* **Assigned task**
Every record shown here must be duplicated without change.

* **Records shown**
○ ○ ○ ○ ○ ○ ○

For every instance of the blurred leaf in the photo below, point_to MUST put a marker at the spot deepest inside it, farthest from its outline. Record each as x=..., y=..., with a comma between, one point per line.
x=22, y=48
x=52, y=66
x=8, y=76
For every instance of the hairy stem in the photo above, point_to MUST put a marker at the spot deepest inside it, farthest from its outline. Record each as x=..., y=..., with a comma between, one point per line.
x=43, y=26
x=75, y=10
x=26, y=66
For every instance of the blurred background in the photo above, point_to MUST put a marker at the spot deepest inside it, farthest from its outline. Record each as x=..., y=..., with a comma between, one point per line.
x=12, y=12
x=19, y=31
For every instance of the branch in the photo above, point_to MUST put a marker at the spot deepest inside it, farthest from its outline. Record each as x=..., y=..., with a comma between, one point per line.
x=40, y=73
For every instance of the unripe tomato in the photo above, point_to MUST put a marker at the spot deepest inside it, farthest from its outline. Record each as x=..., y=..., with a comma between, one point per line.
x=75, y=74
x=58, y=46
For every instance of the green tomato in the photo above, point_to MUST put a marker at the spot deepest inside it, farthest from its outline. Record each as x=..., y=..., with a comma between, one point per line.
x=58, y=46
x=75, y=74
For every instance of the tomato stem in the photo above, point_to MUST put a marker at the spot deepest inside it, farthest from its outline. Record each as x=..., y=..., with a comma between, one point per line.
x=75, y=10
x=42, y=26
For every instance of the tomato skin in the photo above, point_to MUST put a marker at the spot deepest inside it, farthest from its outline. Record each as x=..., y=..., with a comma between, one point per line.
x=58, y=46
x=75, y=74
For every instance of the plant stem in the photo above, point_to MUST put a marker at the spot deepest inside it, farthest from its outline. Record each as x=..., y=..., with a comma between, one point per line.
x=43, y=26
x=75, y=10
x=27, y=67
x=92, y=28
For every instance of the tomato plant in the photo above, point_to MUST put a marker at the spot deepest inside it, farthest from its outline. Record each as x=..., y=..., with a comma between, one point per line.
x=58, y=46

○ ○ ○ ○ ○ ○ ○

* **Completed exercise**
For every instance of the blurred leaf in the photo below, point_to MUST put a marker at the spot deepest inside it, farthest from its outline. Record each as x=..., y=..., with a comma between, one point per line.
x=22, y=48
x=52, y=66
x=8, y=76
For every instance of the hairy stem in the photo above, point_to MUST put a marker at the spot deepest inside it, farthest from its outline. Record each as x=..., y=..., with a comma between, one point per line.
x=43, y=26
x=75, y=10
x=26, y=66
For every instance of the blurred background in the photo above, point_to MUST put a marker at the spot deepest inside it, farthest from its outline. Record each as x=..., y=..., with a comma between, one point per line.
x=12, y=12
x=19, y=31
For every instance of the branch in the photo above, point_to MUST put a marker at the spot deepest inside it, farthest from its outline. Record each as x=..., y=..., with a comma between, one point per line.
x=40, y=73
For every instance of the unripe tomato in the photo above, point_to MUST put a marker at the spot deepest inside it, farthest from its outline. Record each as x=..., y=..., with a comma between, one point per line.
x=75, y=74
x=58, y=46
For every instance of the green tomato in the photo above, point_to MUST put a marker at the spot deepest inside it, farthest from its outline. Record each as x=..., y=..., with a comma between, one point per line.
x=58, y=46
x=75, y=74
For every instance of the tomato stem in the photo above, point_to MUST put a marker at the spot deepest inside it, farthest from its outline. Record each as x=..., y=..., with a comma between, one point per line.
x=75, y=10
x=42, y=26
For every instance of the tomato skin in the photo above, point_to MUST put a marker at the spot deepest inside it, farthest from its outline. Record each as x=..., y=..., with a comma between, one point per line.
x=58, y=46
x=75, y=74
For every instance of the plant stem in the photo above, point_to MUST put a marker at the spot deepest inside it, farthest from its outline. Record each as x=..., y=..., with a comma between, one point per line.
x=43, y=26
x=75, y=10
x=27, y=67
x=92, y=28
For every instance of the tomato plant in the photo above, point_to MUST put a marker at the spot deepest inside it, farthest from its outline. Record each as x=..., y=..., with a comma between, one point per line.
x=58, y=46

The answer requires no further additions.